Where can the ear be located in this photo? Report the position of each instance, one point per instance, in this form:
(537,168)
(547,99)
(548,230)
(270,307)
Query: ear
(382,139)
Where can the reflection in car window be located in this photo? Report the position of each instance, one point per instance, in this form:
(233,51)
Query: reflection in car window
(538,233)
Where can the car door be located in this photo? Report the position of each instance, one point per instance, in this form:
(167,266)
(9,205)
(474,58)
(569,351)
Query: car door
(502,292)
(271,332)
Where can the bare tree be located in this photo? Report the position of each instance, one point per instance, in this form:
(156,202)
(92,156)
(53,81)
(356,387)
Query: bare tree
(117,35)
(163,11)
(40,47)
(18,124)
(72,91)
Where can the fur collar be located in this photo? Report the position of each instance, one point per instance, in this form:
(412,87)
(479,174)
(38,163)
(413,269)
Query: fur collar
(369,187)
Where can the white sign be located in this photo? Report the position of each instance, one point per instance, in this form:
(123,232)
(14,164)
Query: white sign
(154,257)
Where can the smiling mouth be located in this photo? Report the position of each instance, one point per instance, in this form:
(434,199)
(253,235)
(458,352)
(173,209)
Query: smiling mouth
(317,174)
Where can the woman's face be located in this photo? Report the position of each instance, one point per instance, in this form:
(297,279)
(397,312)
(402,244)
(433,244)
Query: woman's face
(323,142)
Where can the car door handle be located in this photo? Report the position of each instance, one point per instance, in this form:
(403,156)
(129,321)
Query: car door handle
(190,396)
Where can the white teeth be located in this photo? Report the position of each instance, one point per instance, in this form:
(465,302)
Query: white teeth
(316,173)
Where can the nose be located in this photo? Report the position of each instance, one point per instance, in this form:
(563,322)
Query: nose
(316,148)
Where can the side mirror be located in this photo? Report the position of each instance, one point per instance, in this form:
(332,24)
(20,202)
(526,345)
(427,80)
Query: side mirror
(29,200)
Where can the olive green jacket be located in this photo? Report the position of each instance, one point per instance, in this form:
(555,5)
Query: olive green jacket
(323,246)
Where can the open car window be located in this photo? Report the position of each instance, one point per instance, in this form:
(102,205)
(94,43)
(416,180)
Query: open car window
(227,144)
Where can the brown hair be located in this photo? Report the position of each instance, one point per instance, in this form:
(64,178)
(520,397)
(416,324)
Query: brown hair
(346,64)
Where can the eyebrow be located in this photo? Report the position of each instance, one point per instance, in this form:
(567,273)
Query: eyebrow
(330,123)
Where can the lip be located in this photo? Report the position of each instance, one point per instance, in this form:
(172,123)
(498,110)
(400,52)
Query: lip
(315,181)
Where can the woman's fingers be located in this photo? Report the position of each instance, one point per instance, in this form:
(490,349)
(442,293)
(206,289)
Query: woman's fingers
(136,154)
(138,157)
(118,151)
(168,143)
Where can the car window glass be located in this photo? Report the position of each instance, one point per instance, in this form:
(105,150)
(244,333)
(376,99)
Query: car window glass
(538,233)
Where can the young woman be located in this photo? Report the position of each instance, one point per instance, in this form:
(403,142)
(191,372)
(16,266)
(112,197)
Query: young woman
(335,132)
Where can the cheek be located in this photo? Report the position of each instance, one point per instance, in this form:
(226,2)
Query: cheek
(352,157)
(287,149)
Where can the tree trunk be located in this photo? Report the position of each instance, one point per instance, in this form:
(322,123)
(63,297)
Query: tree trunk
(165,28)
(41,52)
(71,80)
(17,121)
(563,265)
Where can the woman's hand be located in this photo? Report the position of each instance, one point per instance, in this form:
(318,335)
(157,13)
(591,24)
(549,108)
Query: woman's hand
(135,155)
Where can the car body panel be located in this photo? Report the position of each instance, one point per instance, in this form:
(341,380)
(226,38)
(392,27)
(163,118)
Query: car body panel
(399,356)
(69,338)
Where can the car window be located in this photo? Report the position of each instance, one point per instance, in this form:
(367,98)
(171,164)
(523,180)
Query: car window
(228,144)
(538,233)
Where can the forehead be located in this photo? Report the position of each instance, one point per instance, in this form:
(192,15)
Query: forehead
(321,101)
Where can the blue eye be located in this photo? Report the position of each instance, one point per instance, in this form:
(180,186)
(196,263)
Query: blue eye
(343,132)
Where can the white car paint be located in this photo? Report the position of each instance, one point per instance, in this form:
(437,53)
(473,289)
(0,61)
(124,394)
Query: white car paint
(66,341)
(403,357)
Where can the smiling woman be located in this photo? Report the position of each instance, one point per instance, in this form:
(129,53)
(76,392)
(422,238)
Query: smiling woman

**Task objective**
Rewrite all of the items above with "bare tree" replaced by "leafless tree" and everything else left as it is.

**In response**
Where can the ear be located in this photo? Report the position of each instance, one point per instance, in this form:
(537,168)
(547,99)
(548,230)
(270,307)
Query: ear
(382,139)
Where can the reflection in car window be located in this photo? Report the position of each instance, one point per instance, in this form:
(233,51)
Query: reflection in car window
(538,233)
Where can the car door be located in this photo? Report the position of each instance, one point per instance, in this form:
(167,266)
(9,205)
(474,58)
(569,351)
Query: car door
(502,292)
(271,332)
Where can the leafless tree be located in this photo? Report the position of each instance, one point per instance, in this form:
(156,202)
(92,156)
(53,81)
(356,387)
Query: leafless tree
(117,35)
(163,11)
(40,47)
(18,124)
(72,91)
Where can the fur collar be located in this photo? Report the position of each instance, one point per instance, in this form:
(412,87)
(479,174)
(38,163)
(413,269)
Query: fur collar
(369,187)
Where can the white sign be located in this photo? Report the position of each instance, one point per instance, in this form:
(123,232)
(14,164)
Query: white sign
(154,257)
Where can the smiling mouth be located in this photo? Report the position of each instance, one point per instance, in this form:
(434,199)
(253,235)
(458,352)
(173,209)
Query: smiling mouth
(317,174)
Where can the woman's face be located in this photo? Report the position of each instance, one point per instance, in this form:
(297,279)
(397,312)
(402,244)
(433,244)
Query: woman's face
(323,142)
Where can the car door handle be located in this photo? Report the position of each instance, one point per instance, in this form:
(403,156)
(129,321)
Query: car door handle
(190,396)
Where can the white teeth be located in this photo? Report the position of each instance, one point per instance, in this form:
(465,302)
Query: white teeth
(316,173)
Where can the nose be located in this photo? Report the position of each instance, one point per instance, in this form:
(563,322)
Query: nose
(316,148)
Where can the side mirror be located in this photo? Report the position of each instance, one point per instance, in this form:
(332,24)
(20,202)
(526,345)
(427,80)
Query: side mirror
(29,200)
Where can the olive green jacket be located in this photo? Report the position of each instance, one point per instance, in this form:
(555,5)
Query: olive green jacket
(323,246)
Where can the open car window be located in this photo? Report the position of each instance, one point per instance, in this form:
(102,205)
(94,43)
(416,180)
Query: open car window
(227,144)
Where can the brown hair be located in this photo? Report the position of each instance, one point per instance, in this form:
(64,178)
(520,397)
(416,324)
Query: brown hair
(346,64)
Where can the eyebrow be located in this photo? Report the position of each instance, one point per instance, in this form:
(567,273)
Query: eyebrow
(330,123)
Where can the lip be located in this photo? Report the position of each instance, one point per instance, in this form:
(172,123)
(498,110)
(400,52)
Query: lip
(315,181)
Where can the woman's fingers be located in this photo? Report the position of each instance, one point per instance, in this form:
(490,349)
(442,293)
(206,289)
Query: woman's fingers
(136,154)
(138,157)
(118,151)
(168,143)
Where can the car window glass be located in this photo? Report the position of each instance, one point per instance, in this form:
(105,150)
(244,333)
(376,99)
Query: car window glass
(538,233)
Where can the young woman be located in this photo? Report the position of each instance, one point per instance, in this form:
(403,142)
(191,372)
(16,266)
(112,197)
Query: young woman
(335,132)
Where can the cheek be located in this photo? Report the position of each instance, one point per instance, in this form:
(226,2)
Query: cheek
(352,157)
(287,149)
Where can the tree trunk be located in this photo? Report the position of each instance, one point per instance, in this form:
(322,123)
(63,297)
Query: tree trunk
(165,28)
(41,52)
(71,80)
(17,121)
(563,265)
Where can the woman's hand be located in this photo? Report the position of each instance, one point per instance, in this form:
(318,335)
(157,13)
(591,24)
(549,108)
Query: woman's hand
(135,155)
Where can the car body panel be located in this photo? Report the position of each instance, one point per instance, in this form:
(341,380)
(226,38)
(392,27)
(163,118)
Query: car body panel
(399,356)
(69,338)
Where can the car window be located in this photo? Report the position of each instance, one point per instance, in this form:
(367,98)
(171,164)
(523,180)
Query: car window
(228,144)
(538,233)
Where can the forehead be located in this photo? Report the position of each instance, one point per instance, in this form:
(192,15)
Query: forehead
(321,101)
Where can the blue eye be located in this photo? Report the position of each instance, one point per instance, in this form:
(180,186)
(196,263)
Query: blue eye
(343,132)
Where can the white car paint be located in this photo? Report the position of each instance, one point per instance, in this form:
(437,53)
(473,289)
(0,61)
(124,394)
Query: white car paint
(66,341)
(403,357)
Where can the smiling woman be located in this photo? Report the position of each instance, one point per instance, in this form:
(129,53)
(76,392)
(422,238)
Query: smiling woman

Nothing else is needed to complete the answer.